** SOURCE INFORMATION follows **

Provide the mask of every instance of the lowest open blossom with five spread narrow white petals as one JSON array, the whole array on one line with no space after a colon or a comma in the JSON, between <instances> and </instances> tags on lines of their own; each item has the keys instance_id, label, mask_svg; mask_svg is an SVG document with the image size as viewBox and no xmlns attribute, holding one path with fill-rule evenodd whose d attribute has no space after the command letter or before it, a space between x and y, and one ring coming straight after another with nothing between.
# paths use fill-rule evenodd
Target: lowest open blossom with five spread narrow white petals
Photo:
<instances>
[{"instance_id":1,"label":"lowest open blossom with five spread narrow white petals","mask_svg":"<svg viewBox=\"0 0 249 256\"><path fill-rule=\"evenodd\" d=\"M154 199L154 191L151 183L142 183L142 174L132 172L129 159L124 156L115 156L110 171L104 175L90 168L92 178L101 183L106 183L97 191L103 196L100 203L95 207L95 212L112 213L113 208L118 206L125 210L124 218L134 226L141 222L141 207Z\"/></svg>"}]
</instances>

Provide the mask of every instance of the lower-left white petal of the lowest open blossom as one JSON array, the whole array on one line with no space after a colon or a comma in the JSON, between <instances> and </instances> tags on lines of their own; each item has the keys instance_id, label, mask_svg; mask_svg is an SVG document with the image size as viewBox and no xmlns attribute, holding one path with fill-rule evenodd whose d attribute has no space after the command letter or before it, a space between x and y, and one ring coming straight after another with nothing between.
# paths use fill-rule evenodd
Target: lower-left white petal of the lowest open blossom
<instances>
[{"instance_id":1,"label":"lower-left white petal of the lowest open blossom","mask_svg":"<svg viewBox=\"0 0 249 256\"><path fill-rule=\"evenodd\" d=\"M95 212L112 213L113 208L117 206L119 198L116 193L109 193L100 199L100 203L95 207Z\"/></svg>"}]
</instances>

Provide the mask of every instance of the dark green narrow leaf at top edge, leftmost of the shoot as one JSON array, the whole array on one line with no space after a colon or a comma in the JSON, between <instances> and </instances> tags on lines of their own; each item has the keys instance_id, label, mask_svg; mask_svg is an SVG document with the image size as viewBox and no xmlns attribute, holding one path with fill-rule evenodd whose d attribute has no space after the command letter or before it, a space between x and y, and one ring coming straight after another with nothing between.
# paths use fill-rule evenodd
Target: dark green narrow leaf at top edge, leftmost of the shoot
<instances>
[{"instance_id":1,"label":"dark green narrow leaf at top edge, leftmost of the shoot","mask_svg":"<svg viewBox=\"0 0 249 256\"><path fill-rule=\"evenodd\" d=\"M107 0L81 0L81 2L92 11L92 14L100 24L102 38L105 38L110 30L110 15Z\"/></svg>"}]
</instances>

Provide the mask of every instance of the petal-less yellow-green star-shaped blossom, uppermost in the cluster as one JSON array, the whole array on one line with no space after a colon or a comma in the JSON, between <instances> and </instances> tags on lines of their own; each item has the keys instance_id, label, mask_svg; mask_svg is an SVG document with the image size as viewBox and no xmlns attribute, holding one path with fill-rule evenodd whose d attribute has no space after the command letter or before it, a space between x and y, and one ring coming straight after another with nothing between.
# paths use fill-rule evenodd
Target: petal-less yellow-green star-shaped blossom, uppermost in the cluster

** End of SOURCE INFORMATION **
** SOURCE INFORMATION follows **

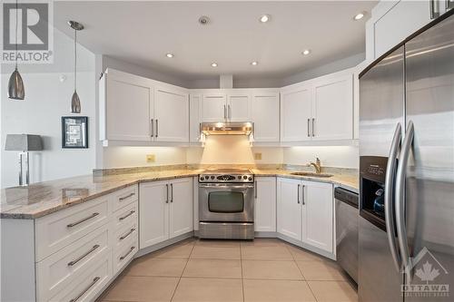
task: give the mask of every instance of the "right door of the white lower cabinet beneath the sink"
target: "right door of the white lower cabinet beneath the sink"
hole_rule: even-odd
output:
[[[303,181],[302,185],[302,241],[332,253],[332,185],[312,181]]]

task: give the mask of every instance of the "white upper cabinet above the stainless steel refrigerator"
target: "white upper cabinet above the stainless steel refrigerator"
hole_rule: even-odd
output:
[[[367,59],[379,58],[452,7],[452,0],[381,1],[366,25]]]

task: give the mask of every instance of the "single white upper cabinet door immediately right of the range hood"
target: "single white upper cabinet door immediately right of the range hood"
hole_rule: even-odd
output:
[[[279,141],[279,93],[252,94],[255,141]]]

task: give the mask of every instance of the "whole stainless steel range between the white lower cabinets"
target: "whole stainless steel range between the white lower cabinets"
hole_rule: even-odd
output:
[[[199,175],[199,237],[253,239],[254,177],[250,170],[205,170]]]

** End of SOURCE INFORMATION **

Check every line of the records, and copy the ones that hold the word "above".

task: give the mask of every instance of the "white upper cabinet above the stainless steel refrigerator"
target: "white upper cabinet above the stainless steel refrigerator"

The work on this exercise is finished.